- [What is asked]:
Reproduce the records verbatim from their first line through the line containing "(291, 1077)", leaving out the pictures.

[Position identification records]
** begin **

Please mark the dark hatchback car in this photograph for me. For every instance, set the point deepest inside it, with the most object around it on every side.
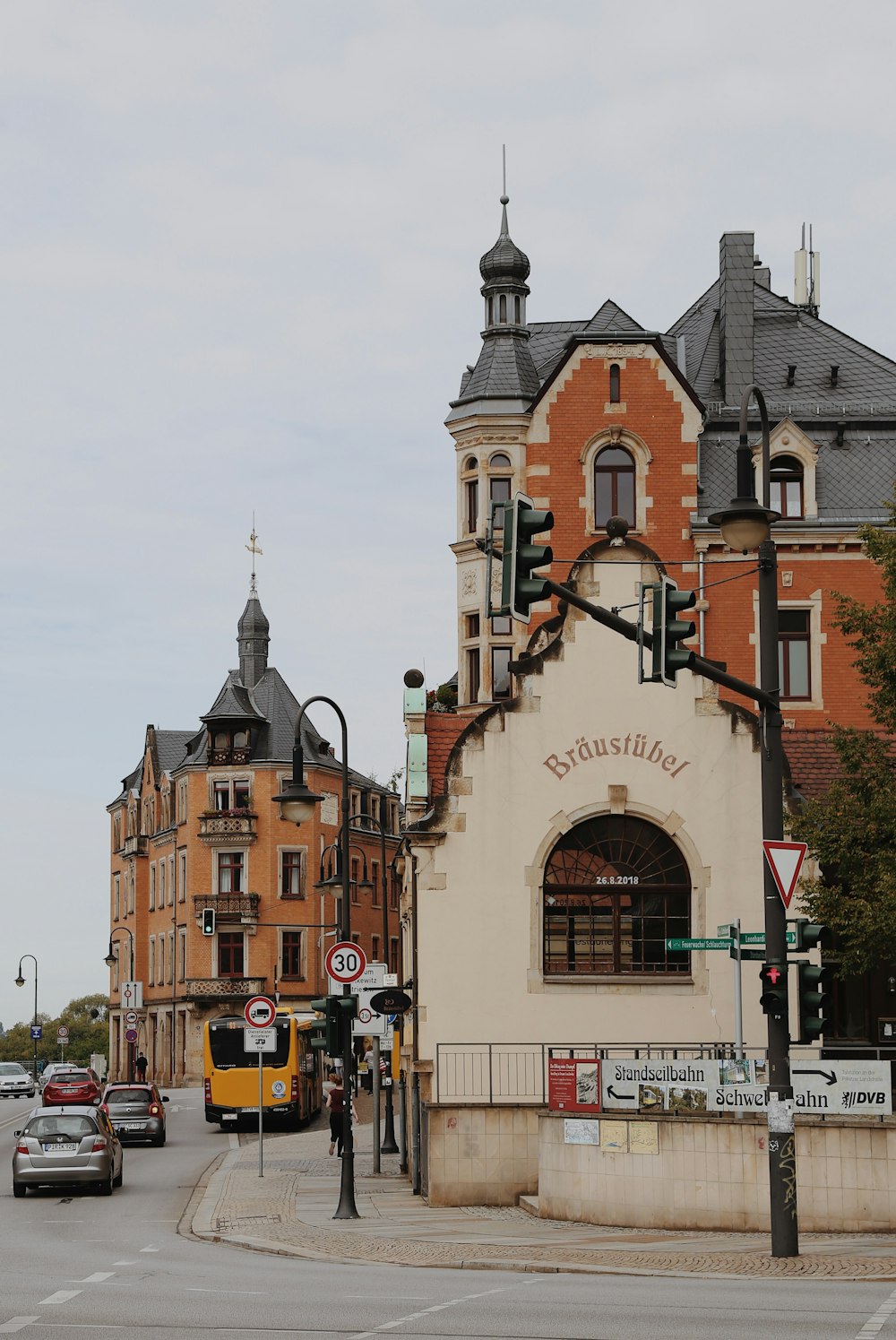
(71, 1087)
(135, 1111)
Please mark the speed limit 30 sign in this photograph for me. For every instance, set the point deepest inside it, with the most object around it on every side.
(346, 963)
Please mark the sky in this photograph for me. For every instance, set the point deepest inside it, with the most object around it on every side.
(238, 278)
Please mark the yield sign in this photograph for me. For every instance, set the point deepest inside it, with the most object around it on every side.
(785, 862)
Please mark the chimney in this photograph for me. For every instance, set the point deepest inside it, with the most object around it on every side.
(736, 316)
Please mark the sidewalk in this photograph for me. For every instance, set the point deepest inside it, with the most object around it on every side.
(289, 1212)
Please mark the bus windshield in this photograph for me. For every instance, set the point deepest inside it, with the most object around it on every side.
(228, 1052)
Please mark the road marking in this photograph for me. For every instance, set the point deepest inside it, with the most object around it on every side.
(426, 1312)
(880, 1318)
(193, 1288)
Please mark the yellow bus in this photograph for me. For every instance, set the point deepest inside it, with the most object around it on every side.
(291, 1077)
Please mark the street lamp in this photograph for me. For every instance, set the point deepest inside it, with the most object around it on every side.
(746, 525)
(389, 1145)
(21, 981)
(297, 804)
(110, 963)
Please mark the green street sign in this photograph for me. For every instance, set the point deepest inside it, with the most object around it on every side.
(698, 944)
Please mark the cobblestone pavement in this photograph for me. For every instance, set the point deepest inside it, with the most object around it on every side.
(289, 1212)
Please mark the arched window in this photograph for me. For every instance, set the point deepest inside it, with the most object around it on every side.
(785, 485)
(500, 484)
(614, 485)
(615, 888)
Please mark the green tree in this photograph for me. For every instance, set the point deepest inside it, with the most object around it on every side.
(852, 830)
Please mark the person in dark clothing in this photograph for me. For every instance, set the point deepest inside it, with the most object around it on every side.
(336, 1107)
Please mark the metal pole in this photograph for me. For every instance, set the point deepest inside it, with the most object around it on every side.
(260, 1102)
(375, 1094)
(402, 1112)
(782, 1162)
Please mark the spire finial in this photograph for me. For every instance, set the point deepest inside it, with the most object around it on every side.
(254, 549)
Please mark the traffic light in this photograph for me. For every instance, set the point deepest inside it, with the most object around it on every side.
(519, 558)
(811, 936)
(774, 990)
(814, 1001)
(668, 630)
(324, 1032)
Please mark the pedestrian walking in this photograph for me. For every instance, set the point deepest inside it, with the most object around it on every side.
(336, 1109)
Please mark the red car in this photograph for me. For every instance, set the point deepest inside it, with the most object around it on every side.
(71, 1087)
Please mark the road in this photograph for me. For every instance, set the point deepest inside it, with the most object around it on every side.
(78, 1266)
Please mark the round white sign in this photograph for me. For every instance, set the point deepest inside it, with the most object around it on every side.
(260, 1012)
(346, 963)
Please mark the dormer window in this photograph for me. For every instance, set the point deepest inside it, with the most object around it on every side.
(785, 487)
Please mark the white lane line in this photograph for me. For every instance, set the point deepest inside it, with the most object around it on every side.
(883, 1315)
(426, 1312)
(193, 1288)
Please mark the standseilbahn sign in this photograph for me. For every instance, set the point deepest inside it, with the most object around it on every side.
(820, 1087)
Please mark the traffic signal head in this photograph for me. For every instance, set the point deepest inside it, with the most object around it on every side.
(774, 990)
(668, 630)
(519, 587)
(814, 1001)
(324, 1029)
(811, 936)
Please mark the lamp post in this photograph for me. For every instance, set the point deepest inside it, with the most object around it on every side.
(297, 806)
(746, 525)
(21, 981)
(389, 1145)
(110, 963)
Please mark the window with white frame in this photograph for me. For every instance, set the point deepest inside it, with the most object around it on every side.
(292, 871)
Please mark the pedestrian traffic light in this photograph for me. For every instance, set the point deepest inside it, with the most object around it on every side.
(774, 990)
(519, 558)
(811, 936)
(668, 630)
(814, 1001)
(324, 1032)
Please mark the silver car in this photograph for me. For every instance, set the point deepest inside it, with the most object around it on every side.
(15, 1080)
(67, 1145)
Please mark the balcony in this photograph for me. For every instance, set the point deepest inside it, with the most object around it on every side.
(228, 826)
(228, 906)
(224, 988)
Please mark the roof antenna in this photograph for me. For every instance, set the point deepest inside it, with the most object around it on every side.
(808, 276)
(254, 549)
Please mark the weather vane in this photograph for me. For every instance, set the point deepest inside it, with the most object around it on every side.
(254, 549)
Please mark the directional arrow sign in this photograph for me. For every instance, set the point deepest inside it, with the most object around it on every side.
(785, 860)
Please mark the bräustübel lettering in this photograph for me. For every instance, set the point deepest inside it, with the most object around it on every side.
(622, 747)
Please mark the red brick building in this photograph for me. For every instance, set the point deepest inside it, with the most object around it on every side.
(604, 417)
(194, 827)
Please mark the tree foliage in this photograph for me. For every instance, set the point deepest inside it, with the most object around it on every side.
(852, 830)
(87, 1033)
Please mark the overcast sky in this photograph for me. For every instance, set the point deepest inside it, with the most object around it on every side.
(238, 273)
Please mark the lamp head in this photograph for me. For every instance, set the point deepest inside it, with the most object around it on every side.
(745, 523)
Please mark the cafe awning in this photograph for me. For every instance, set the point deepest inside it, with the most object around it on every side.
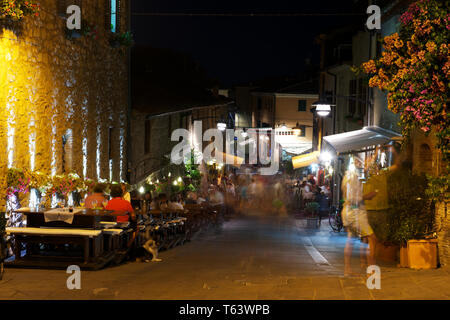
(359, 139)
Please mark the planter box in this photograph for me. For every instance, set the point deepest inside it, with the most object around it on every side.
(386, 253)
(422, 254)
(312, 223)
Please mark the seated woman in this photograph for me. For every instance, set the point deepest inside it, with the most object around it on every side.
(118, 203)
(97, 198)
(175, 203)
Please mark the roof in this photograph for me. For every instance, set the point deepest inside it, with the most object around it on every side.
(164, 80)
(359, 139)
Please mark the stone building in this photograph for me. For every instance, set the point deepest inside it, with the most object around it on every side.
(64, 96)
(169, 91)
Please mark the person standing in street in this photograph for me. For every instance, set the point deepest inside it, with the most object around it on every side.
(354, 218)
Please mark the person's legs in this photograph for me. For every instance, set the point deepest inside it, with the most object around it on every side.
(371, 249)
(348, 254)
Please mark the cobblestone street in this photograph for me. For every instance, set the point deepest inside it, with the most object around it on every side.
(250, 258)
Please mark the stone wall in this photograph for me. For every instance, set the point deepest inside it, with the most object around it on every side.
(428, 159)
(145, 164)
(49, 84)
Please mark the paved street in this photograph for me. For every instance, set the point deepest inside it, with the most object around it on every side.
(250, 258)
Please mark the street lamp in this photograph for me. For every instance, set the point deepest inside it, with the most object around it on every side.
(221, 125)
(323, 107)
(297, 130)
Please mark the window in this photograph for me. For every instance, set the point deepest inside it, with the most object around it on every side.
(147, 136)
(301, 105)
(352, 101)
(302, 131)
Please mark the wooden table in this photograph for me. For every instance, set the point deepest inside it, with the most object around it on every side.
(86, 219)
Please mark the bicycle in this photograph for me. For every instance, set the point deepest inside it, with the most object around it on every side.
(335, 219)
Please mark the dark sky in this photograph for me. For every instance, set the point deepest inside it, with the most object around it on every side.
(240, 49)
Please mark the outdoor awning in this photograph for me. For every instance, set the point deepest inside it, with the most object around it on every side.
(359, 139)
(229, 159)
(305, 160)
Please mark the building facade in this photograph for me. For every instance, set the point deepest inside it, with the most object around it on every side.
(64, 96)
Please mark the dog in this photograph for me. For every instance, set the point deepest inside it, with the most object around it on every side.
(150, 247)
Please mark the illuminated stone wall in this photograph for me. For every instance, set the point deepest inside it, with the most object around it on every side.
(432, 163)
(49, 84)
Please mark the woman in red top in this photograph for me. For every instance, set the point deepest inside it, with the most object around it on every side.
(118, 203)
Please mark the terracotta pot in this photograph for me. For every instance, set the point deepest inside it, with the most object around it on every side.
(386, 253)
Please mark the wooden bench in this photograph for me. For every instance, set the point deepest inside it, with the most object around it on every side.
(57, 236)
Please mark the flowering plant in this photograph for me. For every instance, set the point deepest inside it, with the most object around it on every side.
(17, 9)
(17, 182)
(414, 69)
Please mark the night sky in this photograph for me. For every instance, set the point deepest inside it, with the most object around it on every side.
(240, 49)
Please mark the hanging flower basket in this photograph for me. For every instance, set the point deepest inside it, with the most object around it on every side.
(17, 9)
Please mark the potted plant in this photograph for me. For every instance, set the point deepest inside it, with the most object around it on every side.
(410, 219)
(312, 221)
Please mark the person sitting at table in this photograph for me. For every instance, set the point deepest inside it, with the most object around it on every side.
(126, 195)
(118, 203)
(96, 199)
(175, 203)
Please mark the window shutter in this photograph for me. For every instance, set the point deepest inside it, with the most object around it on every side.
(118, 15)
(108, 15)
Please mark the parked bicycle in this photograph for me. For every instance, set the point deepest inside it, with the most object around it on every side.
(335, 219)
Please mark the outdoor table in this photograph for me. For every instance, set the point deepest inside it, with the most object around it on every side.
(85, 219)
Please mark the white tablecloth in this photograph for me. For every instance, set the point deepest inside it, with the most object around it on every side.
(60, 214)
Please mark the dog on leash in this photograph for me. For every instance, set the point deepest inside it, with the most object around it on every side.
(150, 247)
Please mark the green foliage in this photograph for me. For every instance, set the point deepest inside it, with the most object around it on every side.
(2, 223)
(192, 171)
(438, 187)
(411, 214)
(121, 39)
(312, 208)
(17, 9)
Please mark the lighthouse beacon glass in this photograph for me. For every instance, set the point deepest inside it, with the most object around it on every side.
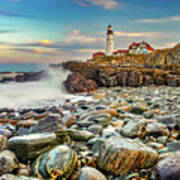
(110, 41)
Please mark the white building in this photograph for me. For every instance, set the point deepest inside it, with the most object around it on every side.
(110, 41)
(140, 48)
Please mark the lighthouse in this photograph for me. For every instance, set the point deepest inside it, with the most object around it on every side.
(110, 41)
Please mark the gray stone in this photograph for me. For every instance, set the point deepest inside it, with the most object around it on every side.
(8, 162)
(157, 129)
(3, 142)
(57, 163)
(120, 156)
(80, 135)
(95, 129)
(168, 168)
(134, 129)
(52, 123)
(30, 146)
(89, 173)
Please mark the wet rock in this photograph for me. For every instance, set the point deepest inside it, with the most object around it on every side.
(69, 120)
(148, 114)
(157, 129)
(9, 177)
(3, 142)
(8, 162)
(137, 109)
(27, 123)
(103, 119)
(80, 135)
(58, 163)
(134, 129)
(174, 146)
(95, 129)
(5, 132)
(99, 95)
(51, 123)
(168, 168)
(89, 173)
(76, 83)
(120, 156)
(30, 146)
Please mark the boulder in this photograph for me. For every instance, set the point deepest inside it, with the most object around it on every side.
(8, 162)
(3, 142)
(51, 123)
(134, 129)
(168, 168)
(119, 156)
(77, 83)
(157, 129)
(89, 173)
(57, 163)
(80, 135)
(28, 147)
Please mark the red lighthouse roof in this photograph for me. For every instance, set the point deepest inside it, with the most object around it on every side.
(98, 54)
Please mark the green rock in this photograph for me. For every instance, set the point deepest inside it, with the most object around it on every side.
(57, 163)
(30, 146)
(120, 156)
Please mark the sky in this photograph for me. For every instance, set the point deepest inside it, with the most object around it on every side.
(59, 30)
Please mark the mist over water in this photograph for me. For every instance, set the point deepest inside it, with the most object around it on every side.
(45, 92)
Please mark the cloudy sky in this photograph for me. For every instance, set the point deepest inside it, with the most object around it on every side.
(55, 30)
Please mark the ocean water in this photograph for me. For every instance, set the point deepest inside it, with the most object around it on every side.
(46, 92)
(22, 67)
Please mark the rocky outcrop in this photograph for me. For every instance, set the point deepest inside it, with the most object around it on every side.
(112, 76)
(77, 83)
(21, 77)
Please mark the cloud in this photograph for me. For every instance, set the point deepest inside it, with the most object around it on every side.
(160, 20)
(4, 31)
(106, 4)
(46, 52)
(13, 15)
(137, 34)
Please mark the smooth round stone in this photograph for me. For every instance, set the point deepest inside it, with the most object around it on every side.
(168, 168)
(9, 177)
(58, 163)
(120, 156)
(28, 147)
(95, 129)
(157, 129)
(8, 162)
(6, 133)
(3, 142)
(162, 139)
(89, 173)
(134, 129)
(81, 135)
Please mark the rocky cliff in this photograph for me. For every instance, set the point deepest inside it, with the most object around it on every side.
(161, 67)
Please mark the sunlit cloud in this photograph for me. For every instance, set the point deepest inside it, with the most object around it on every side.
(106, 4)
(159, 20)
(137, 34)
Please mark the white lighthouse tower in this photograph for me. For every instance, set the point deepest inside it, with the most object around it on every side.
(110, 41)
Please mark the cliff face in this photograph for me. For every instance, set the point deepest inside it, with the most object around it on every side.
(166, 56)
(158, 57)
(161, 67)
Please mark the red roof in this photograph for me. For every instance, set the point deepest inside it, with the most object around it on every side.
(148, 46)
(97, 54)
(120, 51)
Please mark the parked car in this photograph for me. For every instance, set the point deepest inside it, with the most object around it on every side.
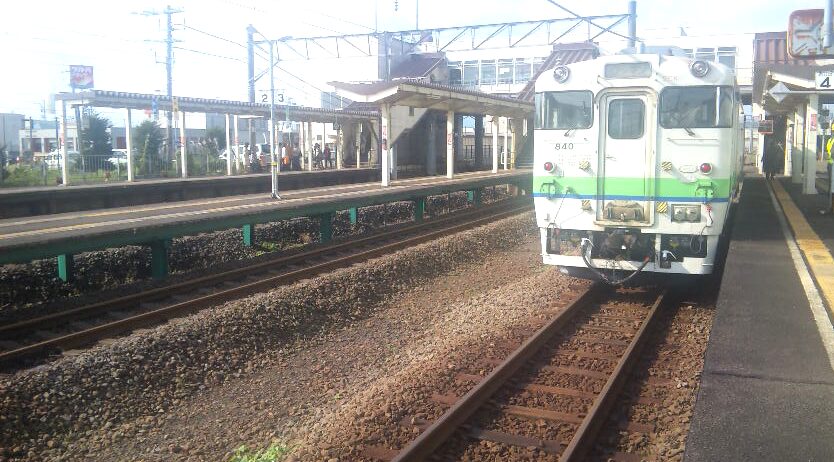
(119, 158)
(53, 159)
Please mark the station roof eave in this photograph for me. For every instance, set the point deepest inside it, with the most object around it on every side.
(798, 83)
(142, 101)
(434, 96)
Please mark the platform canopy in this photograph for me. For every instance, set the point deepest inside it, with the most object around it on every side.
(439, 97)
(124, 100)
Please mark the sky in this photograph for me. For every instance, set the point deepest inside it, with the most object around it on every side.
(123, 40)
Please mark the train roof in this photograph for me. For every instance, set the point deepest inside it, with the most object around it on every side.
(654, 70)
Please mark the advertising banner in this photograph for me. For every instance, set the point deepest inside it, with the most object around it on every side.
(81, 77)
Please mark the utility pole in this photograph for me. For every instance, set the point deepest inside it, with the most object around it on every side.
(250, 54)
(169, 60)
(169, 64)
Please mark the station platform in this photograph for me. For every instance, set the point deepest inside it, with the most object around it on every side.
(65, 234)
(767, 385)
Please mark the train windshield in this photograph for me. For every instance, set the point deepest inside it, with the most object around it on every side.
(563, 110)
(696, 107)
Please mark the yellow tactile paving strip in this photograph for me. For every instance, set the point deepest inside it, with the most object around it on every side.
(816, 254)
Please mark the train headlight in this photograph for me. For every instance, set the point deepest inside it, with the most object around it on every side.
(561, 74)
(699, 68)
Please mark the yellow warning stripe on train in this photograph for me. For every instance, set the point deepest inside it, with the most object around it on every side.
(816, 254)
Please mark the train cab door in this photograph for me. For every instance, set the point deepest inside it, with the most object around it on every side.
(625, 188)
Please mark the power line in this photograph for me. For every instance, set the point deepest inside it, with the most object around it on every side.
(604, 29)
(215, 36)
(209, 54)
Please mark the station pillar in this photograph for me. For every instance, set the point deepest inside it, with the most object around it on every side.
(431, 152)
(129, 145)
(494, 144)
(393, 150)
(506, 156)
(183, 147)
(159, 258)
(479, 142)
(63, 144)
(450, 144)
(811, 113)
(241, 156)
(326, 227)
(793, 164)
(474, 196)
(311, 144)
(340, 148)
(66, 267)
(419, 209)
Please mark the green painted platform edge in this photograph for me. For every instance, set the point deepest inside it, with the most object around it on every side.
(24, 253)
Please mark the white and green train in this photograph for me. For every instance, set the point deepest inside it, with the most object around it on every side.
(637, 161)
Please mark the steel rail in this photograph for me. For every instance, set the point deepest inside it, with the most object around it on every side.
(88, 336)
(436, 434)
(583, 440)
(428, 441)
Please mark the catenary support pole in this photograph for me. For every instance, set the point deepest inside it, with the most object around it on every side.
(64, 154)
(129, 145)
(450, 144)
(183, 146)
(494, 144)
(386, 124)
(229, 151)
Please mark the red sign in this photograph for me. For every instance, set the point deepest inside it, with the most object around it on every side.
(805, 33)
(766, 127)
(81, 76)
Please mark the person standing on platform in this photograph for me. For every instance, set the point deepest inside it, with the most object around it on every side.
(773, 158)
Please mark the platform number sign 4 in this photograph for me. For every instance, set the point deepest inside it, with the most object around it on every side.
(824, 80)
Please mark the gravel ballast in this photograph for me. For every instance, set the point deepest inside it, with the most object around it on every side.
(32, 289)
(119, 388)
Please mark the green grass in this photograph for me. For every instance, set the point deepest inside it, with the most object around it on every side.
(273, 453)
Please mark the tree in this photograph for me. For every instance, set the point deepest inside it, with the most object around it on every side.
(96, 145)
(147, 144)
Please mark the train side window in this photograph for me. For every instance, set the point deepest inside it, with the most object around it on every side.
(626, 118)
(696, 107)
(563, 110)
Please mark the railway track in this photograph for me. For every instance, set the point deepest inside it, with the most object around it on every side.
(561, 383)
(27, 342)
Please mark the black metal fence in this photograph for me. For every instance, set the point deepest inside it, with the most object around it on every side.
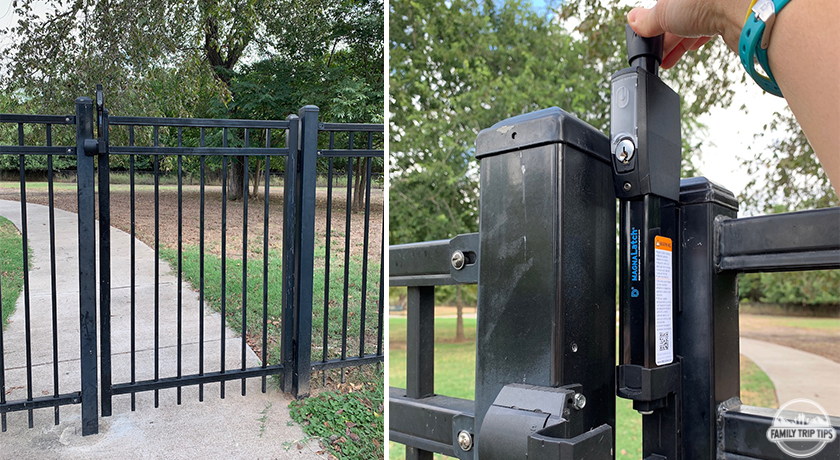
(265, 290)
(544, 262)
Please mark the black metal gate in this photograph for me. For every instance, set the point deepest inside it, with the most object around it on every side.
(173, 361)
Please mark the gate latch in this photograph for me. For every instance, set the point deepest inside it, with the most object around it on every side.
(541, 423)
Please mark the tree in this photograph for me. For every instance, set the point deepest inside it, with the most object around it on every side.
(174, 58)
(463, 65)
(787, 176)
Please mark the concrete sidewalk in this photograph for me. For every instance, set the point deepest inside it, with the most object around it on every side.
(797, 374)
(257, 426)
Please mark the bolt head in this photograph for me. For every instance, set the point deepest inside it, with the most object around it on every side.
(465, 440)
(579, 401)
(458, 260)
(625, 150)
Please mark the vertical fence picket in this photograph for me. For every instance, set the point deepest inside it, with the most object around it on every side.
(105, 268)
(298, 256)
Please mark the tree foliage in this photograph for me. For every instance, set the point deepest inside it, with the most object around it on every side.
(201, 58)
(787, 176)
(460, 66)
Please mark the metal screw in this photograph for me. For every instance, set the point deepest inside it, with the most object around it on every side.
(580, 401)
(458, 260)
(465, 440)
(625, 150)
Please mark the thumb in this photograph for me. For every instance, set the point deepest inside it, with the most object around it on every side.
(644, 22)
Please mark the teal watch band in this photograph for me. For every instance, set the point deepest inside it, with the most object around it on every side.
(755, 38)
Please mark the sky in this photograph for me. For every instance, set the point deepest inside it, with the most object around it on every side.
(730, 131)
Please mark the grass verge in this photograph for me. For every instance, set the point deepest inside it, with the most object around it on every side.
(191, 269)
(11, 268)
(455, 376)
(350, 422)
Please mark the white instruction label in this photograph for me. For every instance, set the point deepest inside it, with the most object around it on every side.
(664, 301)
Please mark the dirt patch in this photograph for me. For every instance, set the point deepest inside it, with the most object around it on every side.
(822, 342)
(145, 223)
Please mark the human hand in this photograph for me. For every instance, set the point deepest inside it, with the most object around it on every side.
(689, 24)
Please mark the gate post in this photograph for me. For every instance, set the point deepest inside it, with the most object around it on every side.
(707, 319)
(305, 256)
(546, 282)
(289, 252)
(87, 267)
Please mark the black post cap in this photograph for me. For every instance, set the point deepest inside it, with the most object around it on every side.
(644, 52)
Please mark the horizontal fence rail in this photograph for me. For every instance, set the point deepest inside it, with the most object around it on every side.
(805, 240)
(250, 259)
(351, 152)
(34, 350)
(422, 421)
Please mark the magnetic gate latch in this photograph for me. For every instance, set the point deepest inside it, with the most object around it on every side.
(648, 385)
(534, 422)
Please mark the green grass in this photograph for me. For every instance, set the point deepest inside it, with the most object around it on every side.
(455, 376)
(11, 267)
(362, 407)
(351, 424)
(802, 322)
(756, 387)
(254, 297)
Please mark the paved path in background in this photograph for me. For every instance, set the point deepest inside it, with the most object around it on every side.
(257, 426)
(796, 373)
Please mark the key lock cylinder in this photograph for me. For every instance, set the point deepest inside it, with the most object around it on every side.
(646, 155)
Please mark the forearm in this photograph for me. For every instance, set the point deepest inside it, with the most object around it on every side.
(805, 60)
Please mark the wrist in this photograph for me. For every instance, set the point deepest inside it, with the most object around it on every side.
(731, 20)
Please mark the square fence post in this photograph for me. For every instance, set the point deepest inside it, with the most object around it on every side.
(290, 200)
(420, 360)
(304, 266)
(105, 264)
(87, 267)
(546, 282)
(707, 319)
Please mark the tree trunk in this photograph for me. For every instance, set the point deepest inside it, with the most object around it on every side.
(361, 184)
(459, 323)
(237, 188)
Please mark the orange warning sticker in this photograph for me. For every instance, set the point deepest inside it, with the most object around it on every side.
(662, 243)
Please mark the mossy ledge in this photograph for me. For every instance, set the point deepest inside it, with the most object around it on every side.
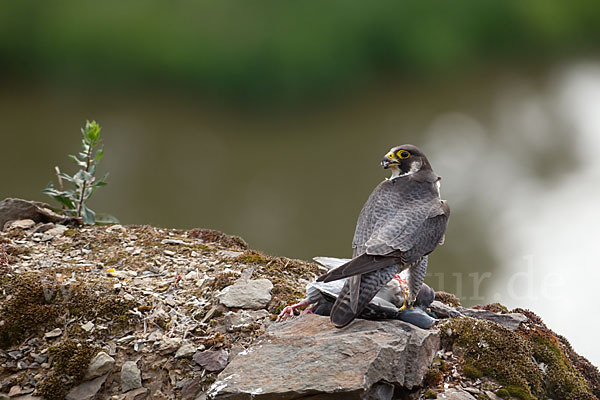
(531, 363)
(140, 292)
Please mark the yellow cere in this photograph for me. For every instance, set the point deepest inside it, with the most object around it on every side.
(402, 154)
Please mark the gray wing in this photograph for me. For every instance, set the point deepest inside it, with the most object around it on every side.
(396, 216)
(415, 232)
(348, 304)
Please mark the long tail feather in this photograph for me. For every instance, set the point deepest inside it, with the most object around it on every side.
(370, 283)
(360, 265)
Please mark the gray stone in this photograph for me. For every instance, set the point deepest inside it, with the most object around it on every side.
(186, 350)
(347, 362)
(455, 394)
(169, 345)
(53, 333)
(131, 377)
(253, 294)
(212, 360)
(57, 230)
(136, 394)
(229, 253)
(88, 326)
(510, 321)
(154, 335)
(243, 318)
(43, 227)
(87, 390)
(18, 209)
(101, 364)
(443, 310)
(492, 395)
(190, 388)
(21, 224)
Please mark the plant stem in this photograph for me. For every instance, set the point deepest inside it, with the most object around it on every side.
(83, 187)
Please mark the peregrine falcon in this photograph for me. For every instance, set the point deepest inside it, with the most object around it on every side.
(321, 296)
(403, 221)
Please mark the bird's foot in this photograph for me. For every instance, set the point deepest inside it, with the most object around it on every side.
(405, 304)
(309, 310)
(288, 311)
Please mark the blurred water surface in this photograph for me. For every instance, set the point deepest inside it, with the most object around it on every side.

** end **

- [Problem solution]:
Please mark the dark hatchback car in this photograph for me. For every instance, set the point deepest inside it, with the most object around it on every side.
(71, 1087)
(135, 1111)
Please mark the speed limit 30 sign in this photograph for me. For every instance, set the point deepest inside it, with the most object around it on every side.
(346, 963)
Please mark the sky in this photograph for me. For every instance, set the point deepest inside it, with the most object around it on every side.
(238, 278)
Please mark the yield sign in this photograph for me. For every instance, set the point deepest inside it, with the most object around it on every side.
(785, 862)
Please mark the chimney in this photograph for me. For every instance, set the point deepest inside it, with the most object around it on every side.
(736, 316)
Please mark the sidewalk in this photograph for me. For every instance, set the point deepest inside it, with the most object around it on every side.
(289, 1212)
Please mark the bus windshield in this photograph for me. For every instance, set the point deepest inside it, with the most object around it on every side.
(228, 1052)
Please mark the road marking in this photograph for me. For every instance, set the point deepest inside it, with the most object around it on every side.
(426, 1312)
(880, 1318)
(193, 1288)
Please mark the yellow bus in this photograph for me. For every instance, set the point deepest inside it, with the most object around it on every side.
(291, 1077)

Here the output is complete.